■ **AIM**:
Copy down the lines of the material below without any change, from the line with "In this exercise you will locate the green" up to and including the line with "point(114, 245)".
#####
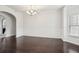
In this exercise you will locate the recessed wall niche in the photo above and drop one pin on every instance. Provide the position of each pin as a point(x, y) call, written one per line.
point(74, 25)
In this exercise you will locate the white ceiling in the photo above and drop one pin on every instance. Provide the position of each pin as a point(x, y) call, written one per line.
point(40, 7)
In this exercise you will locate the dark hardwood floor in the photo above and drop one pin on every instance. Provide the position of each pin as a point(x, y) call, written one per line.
point(28, 44)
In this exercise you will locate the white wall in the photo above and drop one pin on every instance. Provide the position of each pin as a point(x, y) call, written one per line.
point(68, 11)
point(19, 19)
point(48, 23)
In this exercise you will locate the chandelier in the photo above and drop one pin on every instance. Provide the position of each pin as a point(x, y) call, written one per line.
point(32, 10)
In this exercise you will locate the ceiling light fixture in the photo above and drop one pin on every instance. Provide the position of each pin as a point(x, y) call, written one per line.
point(32, 10)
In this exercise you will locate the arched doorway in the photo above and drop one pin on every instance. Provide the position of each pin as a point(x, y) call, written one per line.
point(7, 24)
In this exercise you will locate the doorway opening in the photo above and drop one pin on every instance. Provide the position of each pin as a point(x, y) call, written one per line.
point(7, 24)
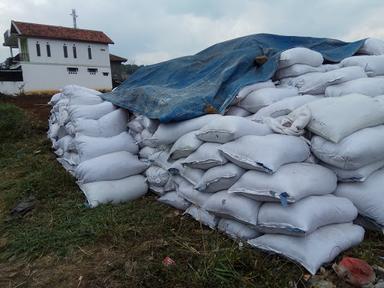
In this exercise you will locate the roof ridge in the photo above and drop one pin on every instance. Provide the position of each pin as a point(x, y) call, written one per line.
point(66, 27)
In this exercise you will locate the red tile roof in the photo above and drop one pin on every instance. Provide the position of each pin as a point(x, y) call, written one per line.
point(59, 32)
point(115, 58)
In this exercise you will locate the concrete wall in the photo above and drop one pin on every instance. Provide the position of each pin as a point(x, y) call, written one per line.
point(43, 77)
point(43, 73)
point(100, 53)
point(11, 88)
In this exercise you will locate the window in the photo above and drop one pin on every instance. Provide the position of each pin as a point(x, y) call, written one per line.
point(74, 51)
point(38, 52)
point(89, 52)
point(65, 49)
point(92, 71)
point(72, 70)
point(48, 50)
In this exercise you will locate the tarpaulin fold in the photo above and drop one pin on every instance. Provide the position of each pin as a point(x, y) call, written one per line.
point(207, 82)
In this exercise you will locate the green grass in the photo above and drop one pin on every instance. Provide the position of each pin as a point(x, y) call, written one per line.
point(114, 245)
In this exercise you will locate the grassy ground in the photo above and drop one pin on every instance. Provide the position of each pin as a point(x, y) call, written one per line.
point(61, 243)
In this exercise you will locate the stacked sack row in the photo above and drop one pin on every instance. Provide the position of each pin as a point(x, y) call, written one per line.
point(90, 138)
point(241, 175)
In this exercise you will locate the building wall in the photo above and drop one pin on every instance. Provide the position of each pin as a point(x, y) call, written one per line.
point(46, 77)
point(100, 52)
point(43, 73)
point(11, 88)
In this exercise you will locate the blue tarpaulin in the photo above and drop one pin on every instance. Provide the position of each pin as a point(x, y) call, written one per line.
point(207, 82)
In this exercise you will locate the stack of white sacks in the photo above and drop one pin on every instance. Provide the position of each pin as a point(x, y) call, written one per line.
point(277, 162)
point(90, 138)
point(287, 169)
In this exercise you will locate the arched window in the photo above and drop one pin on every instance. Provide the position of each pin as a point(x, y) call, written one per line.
point(89, 52)
point(65, 49)
point(38, 52)
point(74, 51)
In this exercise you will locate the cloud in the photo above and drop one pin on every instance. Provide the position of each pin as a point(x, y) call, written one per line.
point(151, 31)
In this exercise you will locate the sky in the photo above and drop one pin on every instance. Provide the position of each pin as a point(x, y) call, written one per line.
point(147, 32)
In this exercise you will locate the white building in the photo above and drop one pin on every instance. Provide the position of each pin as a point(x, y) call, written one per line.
point(50, 57)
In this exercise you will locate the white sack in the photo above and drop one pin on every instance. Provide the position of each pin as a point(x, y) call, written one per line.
point(266, 96)
point(237, 230)
point(366, 196)
point(157, 176)
point(169, 133)
point(205, 157)
point(354, 151)
point(219, 178)
point(282, 107)
point(160, 159)
point(53, 131)
point(289, 183)
point(316, 83)
point(330, 67)
point(226, 205)
point(109, 125)
point(192, 175)
point(372, 65)
point(372, 46)
point(204, 217)
point(366, 86)
point(65, 144)
point(253, 87)
point(229, 128)
point(318, 248)
point(185, 145)
point(55, 98)
point(135, 125)
point(70, 168)
point(336, 118)
point(356, 175)
point(265, 153)
point(306, 215)
point(90, 111)
point(116, 191)
point(173, 199)
point(300, 55)
point(186, 190)
point(149, 124)
point(110, 166)
point(147, 151)
point(90, 147)
point(291, 124)
point(296, 70)
point(78, 95)
point(237, 111)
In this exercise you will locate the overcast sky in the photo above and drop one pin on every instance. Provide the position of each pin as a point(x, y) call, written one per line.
point(148, 32)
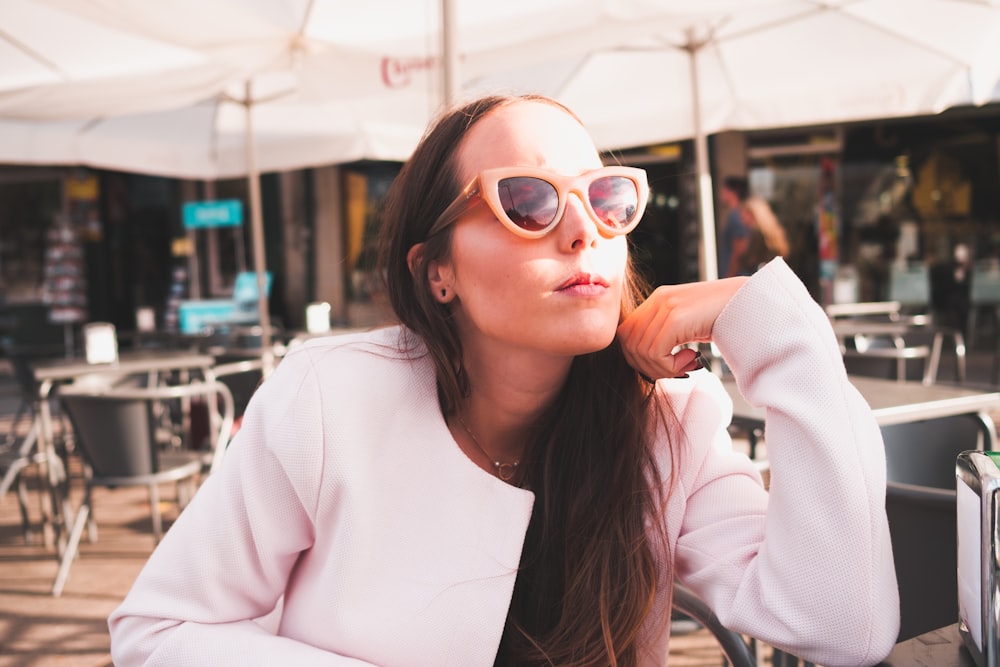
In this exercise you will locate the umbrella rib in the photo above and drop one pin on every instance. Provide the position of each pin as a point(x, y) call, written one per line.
point(30, 52)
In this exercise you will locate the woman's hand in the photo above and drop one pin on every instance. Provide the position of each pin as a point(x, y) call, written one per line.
point(674, 315)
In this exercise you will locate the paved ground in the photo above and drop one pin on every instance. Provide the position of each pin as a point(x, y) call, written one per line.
point(37, 630)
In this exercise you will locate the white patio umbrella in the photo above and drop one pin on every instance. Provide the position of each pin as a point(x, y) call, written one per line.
point(636, 71)
point(52, 47)
point(786, 63)
point(277, 88)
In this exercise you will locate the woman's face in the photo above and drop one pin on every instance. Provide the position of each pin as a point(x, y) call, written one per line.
point(560, 294)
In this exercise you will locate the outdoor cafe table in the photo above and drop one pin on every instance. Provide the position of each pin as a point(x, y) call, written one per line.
point(892, 402)
point(50, 372)
point(938, 648)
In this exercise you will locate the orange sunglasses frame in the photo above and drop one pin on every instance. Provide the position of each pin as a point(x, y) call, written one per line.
point(485, 187)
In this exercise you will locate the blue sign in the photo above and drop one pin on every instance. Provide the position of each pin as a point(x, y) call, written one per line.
point(208, 214)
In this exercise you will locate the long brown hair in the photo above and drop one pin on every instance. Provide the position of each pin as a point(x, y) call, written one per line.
point(588, 578)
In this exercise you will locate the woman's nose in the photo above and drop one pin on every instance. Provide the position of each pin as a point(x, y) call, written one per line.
point(576, 229)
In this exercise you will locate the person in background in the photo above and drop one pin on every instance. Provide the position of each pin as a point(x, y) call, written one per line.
point(518, 471)
point(735, 231)
point(766, 237)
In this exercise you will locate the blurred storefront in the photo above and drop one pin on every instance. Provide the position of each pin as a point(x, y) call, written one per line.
point(860, 198)
point(855, 200)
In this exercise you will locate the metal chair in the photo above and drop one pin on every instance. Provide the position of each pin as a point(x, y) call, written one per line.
point(733, 646)
point(117, 433)
point(242, 376)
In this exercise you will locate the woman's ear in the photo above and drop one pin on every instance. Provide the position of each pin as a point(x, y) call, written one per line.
point(439, 275)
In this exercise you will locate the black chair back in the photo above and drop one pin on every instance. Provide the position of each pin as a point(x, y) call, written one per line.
point(733, 646)
point(923, 530)
point(115, 434)
point(924, 452)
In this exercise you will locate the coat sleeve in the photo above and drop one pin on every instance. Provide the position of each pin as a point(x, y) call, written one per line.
point(227, 558)
point(806, 567)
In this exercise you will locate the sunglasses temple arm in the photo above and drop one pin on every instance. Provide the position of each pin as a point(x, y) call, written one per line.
point(454, 210)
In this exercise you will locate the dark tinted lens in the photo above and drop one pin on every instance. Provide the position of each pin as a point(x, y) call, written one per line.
point(530, 203)
point(615, 200)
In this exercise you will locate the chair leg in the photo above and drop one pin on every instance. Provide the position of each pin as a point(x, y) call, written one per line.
point(22, 501)
point(154, 507)
point(72, 546)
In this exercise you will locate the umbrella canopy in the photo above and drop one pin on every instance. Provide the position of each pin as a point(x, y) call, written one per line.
point(636, 71)
point(773, 64)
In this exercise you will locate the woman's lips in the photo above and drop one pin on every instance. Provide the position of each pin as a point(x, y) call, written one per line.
point(584, 284)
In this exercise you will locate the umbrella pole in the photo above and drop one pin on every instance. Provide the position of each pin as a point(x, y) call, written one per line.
point(706, 202)
point(257, 231)
point(449, 57)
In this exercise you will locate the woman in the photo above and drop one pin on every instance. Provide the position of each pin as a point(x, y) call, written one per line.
point(495, 482)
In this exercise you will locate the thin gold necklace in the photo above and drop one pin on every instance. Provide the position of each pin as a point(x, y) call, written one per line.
point(505, 471)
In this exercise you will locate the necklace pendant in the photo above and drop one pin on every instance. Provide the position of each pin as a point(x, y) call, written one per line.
point(505, 471)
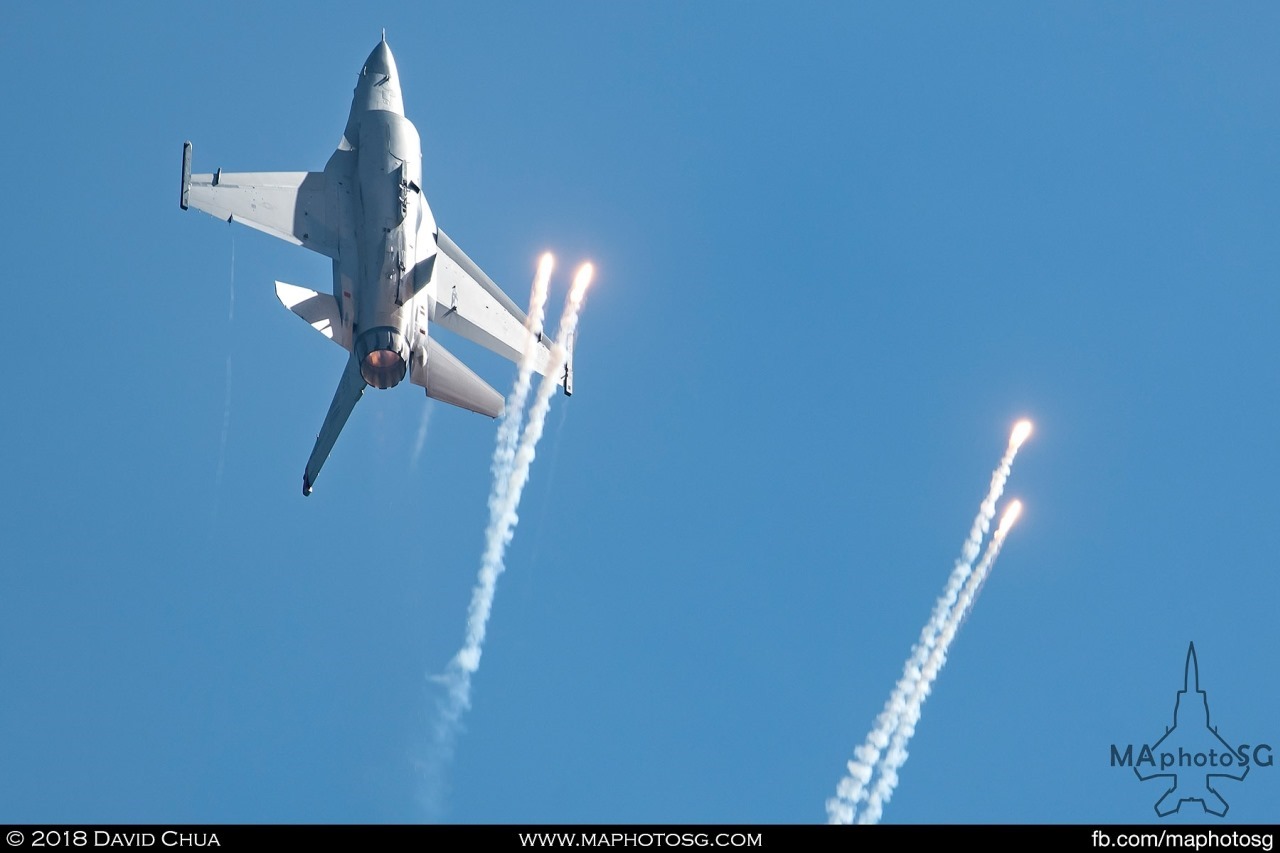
#####
■ **WRITTEN SOLUTION**:
In this exercise you will locate the green grass in the photo above and drop one pin on every instance. Provide the position of each pin as a point(x, y) call, written one per line.
point(114, 245)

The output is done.